The defendant claims, in respect of the second basis for the assertion of illegality, that the payment of dollars to Vianna as a commission is illegal under Brazilian law, and cites a letter from an official of the Bank of Brazil. Assuming that such a document correctly states, and can be taken as proof of, the Brazilian law, it merely outlines the procedure used for the payment of commission to the agent in Brazil in cruzeiros. It in no way states what would occur if the agreement were to pay in dollars in the United States. The words of the letter are permissive, such as can be ” and “ ought to ”, and in no way indicate that such procedure is mandatory in all cases of Brazilian residents receiving commissions on foreign trade.

In short, I find that the defendant has failed, on either count, to sustain its burden of proof as to illegality so as to prevent Vianna from recovering on the contract.

I shall next seek to resolve the question of damages. It cannot be gainsaid, and I hold, that the plaintiff as assignee is entitled to the stipulated commission due Vianna of 5% on the f. o. b. prices of the 565 tires and 211 tubes ordered by Nunez in November, 1951 and March, 1952, shipped in March, and the sight drafts for which, drawn by the defendant on Nunez, were fully paid in April, 1952 and in June, 1952 in cruzeiros. Dollar coverage was effected on a 200-tire shipment thereof on December 29, 1953; on an 80-tire shipment thereof on April 21, 1954; and on a 285-tire shipment thereof and the 211-tube shipment on April 21,1954. The total amount of this dollar coverage is $52,744.89, and the 5% commission thereon amounts to $2,637.24.

###

▸ **CHALLENGE**:
Answer these questions on the court opinion excerpt above:
1. Whose letter does the defendant cite about Brazilian law?
2. How many tires and tubes did Nunez order?
3. What is the total dollar coverage, and what is the 5% commission on it?

###

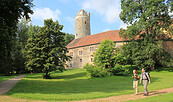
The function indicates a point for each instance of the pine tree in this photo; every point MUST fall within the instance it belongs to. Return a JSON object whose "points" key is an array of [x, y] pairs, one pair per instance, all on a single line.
{"points": [[46, 49]]}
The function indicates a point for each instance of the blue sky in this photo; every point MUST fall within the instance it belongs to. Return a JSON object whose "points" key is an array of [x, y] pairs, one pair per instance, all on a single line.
{"points": [[104, 13]]}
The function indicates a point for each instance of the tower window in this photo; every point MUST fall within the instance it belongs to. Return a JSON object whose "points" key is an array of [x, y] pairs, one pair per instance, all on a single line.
{"points": [[115, 45], [92, 59], [91, 48], [80, 60], [71, 53], [70, 65]]}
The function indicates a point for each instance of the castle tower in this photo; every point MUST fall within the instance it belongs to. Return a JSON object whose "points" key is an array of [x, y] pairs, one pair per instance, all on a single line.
{"points": [[82, 24]]}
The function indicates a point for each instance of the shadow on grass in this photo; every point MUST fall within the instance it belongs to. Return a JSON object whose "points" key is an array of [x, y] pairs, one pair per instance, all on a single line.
{"points": [[164, 69], [69, 76], [117, 84]]}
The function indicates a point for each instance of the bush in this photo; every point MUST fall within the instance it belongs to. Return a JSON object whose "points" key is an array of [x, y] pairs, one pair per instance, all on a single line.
{"points": [[96, 71], [117, 69], [47, 76]]}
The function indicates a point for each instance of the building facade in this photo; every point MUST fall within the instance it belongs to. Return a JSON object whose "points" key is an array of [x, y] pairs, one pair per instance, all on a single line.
{"points": [[81, 49]]}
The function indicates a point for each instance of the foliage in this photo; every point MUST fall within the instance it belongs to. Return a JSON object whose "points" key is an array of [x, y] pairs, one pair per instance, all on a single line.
{"points": [[74, 84], [68, 38], [46, 49], [145, 18], [104, 54], [12, 10], [96, 71]]}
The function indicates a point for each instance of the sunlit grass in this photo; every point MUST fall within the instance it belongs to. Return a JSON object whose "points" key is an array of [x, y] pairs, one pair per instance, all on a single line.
{"points": [[74, 84]]}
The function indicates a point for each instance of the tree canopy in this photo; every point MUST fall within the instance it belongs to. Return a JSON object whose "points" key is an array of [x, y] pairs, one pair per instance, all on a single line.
{"points": [[145, 19], [46, 49], [11, 12]]}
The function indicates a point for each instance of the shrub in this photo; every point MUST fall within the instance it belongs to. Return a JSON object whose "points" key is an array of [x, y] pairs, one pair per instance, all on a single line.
{"points": [[96, 71], [117, 69]]}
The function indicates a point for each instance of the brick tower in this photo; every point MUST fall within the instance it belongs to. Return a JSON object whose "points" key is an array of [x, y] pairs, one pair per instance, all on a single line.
{"points": [[82, 24]]}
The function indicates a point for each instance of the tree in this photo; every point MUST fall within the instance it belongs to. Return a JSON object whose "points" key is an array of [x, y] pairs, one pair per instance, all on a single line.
{"points": [[145, 18], [46, 49], [11, 11], [68, 38], [104, 54]]}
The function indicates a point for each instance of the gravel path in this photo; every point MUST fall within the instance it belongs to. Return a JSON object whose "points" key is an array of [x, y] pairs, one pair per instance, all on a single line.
{"points": [[130, 97], [5, 86]]}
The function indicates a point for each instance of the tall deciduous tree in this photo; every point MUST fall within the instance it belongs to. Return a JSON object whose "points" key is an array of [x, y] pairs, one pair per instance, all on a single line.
{"points": [[146, 18], [68, 38], [46, 49], [11, 11], [104, 54]]}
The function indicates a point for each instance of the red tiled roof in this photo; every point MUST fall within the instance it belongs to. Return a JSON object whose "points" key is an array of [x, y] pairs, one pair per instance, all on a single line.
{"points": [[96, 38]]}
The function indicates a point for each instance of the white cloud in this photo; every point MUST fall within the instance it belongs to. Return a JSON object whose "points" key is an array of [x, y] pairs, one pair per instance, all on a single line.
{"points": [[64, 1], [107, 29], [45, 13], [109, 9]]}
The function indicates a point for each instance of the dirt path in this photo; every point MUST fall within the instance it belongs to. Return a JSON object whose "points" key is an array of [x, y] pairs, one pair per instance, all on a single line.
{"points": [[5, 86], [129, 97], [8, 84]]}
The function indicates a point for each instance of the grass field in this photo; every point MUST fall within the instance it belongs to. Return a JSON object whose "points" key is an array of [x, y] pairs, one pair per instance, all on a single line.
{"points": [[160, 98], [3, 78], [74, 84]]}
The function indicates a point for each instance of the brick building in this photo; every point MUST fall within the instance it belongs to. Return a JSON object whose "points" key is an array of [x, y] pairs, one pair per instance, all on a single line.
{"points": [[82, 47]]}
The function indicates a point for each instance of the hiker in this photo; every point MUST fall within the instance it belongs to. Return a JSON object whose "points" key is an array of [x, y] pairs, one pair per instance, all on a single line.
{"points": [[146, 78], [135, 81]]}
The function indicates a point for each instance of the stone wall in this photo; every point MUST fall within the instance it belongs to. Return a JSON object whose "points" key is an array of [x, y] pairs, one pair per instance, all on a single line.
{"points": [[82, 24]]}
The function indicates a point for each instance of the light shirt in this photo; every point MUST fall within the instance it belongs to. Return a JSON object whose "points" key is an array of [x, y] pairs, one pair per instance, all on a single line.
{"points": [[143, 76]]}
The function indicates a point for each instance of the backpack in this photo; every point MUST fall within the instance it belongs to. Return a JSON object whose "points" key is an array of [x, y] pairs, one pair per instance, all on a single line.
{"points": [[148, 75]]}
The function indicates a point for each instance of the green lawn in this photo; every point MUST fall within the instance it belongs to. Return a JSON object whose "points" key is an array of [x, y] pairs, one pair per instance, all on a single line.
{"points": [[74, 84], [160, 98], [3, 78]]}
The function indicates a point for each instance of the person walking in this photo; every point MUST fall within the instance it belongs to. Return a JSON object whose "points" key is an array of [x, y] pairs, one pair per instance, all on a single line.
{"points": [[146, 78], [135, 81]]}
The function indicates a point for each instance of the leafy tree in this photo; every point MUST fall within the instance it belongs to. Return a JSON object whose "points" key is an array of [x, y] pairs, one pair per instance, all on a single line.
{"points": [[46, 49], [104, 54], [145, 18], [11, 11], [68, 38]]}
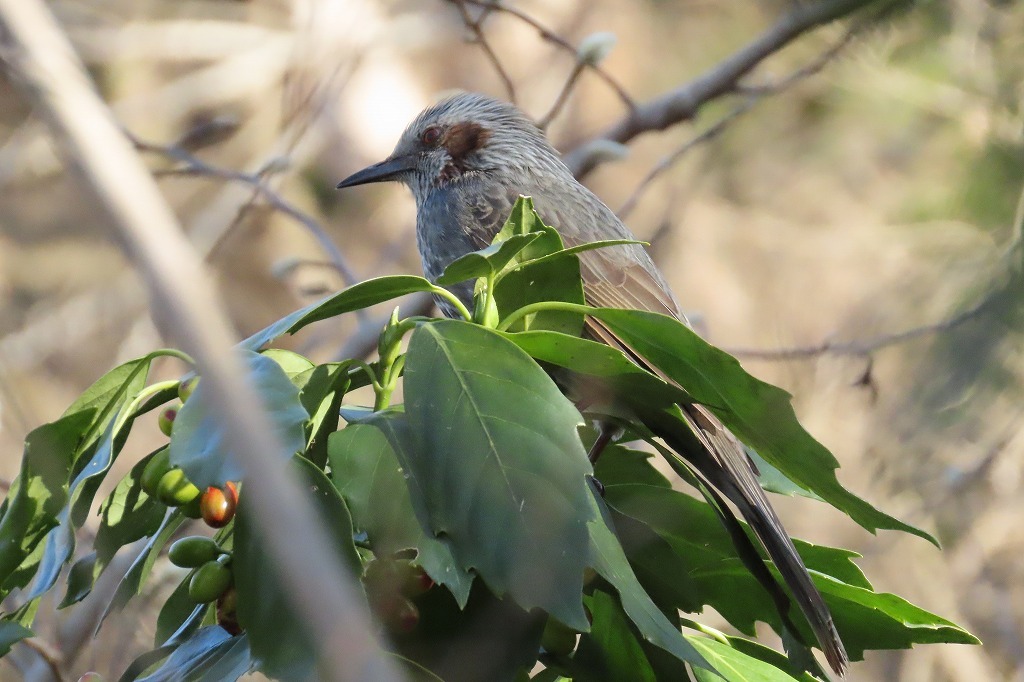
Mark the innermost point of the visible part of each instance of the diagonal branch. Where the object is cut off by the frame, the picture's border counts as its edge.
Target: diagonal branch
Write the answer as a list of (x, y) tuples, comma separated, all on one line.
[(684, 102), (481, 40), (320, 587), (553, 38), (193, 165)]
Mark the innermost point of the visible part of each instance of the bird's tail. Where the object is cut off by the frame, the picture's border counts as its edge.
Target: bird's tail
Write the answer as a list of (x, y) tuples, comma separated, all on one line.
[(730, 470)]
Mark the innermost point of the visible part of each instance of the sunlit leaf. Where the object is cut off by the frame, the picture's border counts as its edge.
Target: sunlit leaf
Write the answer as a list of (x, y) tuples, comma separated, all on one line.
[(198, 443), (502, 469)]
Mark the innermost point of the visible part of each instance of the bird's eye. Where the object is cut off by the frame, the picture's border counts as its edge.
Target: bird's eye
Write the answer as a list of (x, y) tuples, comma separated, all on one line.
[(431, 135)]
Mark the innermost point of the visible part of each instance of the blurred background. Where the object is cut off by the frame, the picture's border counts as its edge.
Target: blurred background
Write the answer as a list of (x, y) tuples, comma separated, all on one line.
[(844, 222)]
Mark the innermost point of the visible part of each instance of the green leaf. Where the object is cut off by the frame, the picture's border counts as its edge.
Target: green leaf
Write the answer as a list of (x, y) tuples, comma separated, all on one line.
[(608, 559), (355, 297), (209, 654), (486, 262), (758, 413), (39, 494), (502, 469), (293, 364), (126, 515), (542, 271), (584, 356), (281, 645), (581, 248), (733, 665), (105, 395), (132, 582), (323, 389), (522, 220), (881, 621), (198, 440), (610, 650), (367, 472), (179, 609), (80, 580), (10, 634)]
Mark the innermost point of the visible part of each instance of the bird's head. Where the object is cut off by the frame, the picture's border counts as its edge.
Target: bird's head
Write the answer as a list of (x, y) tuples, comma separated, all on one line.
[(460, 137)]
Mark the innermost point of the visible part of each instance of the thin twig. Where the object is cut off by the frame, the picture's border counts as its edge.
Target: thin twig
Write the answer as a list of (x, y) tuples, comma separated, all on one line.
[(563, 96), (684, 102), (865, 347), (755, 94), (1009, 258), (49, 653), (553, 38), (707, 135), (193, 165), (320, 587), (481, 40)]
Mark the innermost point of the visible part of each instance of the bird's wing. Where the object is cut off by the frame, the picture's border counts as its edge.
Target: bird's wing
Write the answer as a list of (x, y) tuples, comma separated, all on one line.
[(624, 276)]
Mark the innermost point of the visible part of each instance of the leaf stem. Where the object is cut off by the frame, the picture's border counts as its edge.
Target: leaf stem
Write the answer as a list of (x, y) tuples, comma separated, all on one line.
[(516, 315), (454, 300)]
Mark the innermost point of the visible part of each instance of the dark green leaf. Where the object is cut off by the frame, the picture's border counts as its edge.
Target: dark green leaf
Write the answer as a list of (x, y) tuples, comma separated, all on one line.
[(355, 297), (79, 581), (758, 413), (610, 650), (581, 248), (177, 610), (366, 470), (10, 634), (608, 559), (127, 514), (770, 655), (734, 666), (485, 639), (142, 565), (584, 356), (38, 496), (198, 440), (322, 392), (107, 394), (487, 261), (880, 621), (281, 645), (292, 363), (209, 654), (501, 466), (554, 280), (553, 273)]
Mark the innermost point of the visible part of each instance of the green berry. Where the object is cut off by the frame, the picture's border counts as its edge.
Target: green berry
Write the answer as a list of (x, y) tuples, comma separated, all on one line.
[(159, 465), (175, 489), (209, 582), (194, 552)]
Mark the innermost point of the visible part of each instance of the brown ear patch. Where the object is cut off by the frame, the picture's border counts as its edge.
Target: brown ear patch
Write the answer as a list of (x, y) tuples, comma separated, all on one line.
[(461, 139)]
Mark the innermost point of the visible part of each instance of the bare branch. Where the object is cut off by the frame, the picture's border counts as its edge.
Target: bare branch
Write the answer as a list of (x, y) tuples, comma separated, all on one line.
[(553, 38), (563, 96), (864, 347), (49, 653), (321, 587), (1010, 260), (756, 93), (711, 133), (481, 40), (684, 102), (193, 165)]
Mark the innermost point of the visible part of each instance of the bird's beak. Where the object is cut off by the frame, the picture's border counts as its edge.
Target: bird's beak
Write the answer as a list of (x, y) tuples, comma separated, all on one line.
[(389, 169)]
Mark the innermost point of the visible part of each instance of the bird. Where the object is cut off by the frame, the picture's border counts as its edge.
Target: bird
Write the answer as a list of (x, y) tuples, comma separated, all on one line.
[(467, 159)]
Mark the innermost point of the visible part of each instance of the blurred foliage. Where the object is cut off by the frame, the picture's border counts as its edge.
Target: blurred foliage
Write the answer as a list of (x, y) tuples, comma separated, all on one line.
[(875, 197)]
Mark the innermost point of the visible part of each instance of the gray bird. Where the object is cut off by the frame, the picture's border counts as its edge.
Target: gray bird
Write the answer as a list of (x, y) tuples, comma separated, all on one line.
[(466, 160)]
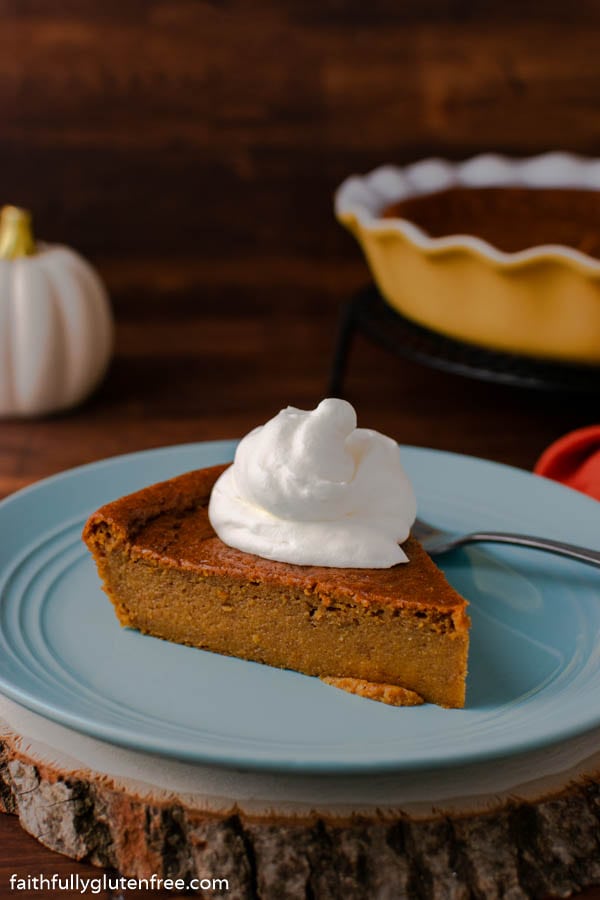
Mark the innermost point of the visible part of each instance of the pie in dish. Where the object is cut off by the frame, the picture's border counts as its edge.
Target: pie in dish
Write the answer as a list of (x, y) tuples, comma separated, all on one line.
[(368, 630), (497, 252)]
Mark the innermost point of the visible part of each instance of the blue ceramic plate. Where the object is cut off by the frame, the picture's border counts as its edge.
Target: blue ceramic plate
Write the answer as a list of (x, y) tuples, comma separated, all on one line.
[(534, 663)]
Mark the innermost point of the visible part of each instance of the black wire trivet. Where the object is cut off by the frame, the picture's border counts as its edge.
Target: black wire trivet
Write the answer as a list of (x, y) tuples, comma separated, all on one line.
[(368, 314)]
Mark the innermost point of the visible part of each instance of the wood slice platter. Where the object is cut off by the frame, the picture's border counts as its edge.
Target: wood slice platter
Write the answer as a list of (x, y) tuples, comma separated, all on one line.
[(525, 826)]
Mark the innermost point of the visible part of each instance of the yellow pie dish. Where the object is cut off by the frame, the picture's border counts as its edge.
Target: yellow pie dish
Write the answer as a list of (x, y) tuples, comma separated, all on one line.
[(542, 301)]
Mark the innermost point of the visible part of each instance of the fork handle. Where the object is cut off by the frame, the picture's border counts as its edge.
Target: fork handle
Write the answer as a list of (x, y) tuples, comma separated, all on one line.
[(583, 554)]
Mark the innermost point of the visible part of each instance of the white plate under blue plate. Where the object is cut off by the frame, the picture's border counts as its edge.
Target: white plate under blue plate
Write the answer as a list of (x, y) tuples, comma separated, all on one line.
[(534, 663)]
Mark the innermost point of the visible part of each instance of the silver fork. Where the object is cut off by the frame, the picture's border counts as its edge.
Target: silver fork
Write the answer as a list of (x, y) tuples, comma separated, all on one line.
[(436, 541)]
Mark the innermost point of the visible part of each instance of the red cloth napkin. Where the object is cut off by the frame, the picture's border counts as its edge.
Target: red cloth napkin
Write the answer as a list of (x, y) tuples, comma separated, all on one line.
[(575, 460)]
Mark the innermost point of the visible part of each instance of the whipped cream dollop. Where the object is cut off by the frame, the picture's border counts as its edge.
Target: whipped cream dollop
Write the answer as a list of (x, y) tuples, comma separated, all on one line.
[(310, 488)]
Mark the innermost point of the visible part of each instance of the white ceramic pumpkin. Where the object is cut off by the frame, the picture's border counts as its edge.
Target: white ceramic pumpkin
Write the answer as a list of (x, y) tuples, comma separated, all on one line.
[(56, 328)]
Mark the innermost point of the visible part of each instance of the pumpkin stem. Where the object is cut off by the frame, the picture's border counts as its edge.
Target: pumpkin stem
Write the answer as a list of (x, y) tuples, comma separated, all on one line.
[(16, 236)]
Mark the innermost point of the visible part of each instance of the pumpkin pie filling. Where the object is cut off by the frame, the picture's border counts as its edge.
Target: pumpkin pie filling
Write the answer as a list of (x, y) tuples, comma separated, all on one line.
[(169, 575), (509, 218)]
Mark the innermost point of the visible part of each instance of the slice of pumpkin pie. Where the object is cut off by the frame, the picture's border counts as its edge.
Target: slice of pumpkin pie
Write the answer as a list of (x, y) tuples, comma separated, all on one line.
[(169, 574)]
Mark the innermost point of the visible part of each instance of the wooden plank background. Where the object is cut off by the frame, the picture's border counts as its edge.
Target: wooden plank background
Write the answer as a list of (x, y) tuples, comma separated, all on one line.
[(218, 131)]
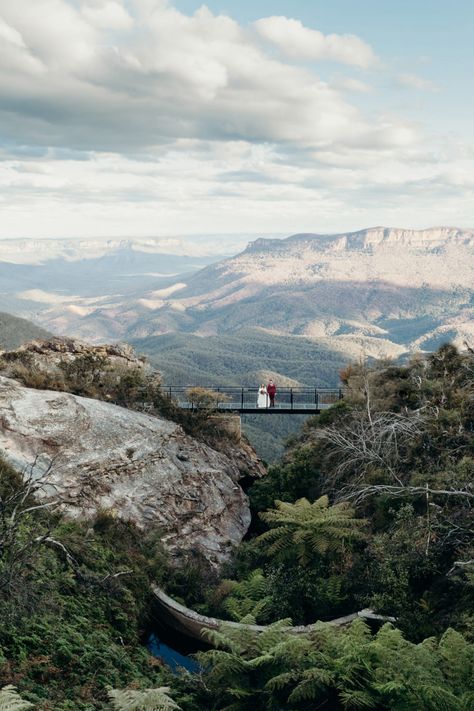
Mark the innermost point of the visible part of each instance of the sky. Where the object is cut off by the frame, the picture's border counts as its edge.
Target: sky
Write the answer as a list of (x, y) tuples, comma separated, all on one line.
[(132, 118)]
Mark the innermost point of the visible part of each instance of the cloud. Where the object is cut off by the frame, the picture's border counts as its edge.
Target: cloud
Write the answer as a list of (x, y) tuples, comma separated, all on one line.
[(413, 81), (298, 41), (107, 14), (116, 76), (132, 118)]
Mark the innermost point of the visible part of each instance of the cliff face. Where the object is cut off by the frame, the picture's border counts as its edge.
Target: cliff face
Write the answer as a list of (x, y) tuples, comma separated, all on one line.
[(141, 468)]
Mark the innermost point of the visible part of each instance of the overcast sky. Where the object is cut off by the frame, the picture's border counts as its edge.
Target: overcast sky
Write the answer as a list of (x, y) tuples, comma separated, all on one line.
[(148, 117)]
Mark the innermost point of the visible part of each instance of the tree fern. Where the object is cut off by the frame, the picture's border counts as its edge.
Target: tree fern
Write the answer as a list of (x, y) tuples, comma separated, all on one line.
[(148, 700), (306, 529), (10, 700)]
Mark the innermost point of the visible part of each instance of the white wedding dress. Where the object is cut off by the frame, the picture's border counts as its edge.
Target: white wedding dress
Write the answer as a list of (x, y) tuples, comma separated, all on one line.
[(262, 399)]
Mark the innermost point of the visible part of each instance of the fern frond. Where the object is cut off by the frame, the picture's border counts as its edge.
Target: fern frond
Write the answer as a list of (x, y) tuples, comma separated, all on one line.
[(357, 700), (10, 700), (147, 700)]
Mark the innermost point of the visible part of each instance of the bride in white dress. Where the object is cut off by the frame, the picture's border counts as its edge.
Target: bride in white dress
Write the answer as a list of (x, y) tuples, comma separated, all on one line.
[(262, 399)]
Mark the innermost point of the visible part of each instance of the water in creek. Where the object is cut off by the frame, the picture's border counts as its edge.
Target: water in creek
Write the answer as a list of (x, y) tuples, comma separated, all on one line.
[(173, 648)]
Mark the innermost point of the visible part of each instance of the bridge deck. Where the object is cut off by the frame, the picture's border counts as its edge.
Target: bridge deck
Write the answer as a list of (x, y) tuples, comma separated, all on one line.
[(296, 401)]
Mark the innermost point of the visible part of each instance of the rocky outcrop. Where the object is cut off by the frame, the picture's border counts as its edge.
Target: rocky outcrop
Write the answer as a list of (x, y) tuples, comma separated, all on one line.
[(49, 354), (141, 468)]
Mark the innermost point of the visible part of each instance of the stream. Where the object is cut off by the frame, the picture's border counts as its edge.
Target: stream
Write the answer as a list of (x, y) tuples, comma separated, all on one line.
[(173, 648)]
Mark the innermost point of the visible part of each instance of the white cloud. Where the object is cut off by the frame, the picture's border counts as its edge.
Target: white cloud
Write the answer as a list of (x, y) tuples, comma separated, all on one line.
[(132, 118), (301, 42), (351, 84), (107, 14), (413, 81), (165, 76)]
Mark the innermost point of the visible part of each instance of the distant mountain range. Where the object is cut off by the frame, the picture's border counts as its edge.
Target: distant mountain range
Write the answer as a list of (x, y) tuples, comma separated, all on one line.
[(376, 292), (14, 331)]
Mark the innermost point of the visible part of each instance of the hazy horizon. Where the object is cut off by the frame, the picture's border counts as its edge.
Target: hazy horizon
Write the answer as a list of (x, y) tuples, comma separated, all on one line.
[(161, 117)]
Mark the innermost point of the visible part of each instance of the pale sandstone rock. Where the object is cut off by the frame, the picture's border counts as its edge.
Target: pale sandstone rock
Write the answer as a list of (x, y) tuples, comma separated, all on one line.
[(142, 468)]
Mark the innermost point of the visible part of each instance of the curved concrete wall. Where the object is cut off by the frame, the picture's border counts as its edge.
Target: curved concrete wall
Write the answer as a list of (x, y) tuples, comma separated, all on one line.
[(194, 625)]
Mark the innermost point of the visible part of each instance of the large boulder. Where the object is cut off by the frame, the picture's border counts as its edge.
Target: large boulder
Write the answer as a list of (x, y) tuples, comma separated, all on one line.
[(140, 467)]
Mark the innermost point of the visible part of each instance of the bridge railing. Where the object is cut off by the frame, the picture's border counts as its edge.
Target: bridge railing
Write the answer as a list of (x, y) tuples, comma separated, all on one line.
[(245, 398)]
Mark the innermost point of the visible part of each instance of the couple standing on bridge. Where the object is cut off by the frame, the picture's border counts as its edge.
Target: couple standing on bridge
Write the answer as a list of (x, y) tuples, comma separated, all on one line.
[(266, 395)]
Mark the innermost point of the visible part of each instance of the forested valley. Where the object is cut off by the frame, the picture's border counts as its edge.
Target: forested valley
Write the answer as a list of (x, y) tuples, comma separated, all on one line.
[(371, 506)]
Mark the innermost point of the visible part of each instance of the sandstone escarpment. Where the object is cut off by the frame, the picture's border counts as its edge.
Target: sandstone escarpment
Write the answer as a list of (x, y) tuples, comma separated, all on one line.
[(141, 468)]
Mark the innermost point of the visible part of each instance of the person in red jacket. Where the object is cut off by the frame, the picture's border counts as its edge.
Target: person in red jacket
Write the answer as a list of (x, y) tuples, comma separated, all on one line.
[(271, 391)]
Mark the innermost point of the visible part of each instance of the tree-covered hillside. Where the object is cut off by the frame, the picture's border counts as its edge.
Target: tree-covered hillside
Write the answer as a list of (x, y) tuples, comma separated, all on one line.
[(371, 506), (14, 331)]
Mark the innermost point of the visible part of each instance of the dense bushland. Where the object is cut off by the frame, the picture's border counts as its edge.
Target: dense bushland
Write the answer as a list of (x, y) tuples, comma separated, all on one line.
[(372, 505)]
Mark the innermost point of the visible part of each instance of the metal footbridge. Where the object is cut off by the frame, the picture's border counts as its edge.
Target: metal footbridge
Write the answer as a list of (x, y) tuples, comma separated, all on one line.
[(296, 401)]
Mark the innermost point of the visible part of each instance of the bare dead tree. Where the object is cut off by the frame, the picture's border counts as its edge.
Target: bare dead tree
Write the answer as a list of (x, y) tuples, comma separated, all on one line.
[(366, 491), (370, 439)]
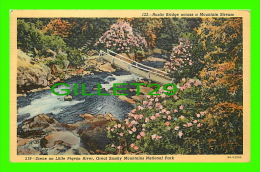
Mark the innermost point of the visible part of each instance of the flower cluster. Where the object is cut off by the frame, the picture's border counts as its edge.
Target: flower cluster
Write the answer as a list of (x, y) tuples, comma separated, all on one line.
[(121, 38), (180, 58)]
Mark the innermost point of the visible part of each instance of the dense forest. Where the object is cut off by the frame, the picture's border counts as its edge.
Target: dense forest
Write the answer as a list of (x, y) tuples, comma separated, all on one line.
[(204, 58)]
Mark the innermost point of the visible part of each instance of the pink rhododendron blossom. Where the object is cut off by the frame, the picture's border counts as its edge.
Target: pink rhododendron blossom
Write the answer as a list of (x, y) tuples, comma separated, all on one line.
[(180, 134), (153, 117), (136, 147), (157, 115), (167, 123), (142, 134), (138, 137)]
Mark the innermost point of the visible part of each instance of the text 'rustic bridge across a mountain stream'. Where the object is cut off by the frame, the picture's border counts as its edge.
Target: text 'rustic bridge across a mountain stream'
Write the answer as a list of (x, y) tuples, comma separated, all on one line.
[(132, 66)]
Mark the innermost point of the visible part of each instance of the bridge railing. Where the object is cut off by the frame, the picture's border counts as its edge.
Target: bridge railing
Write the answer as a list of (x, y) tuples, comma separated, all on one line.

###

▸ **EXERCISE ANSWER**:
1. An official of the Bank of Brazil.
2. 565 tires and 211 tubes.
3. The total dollar coverage is $52,744.89, and the 5% commission is $2,637.24.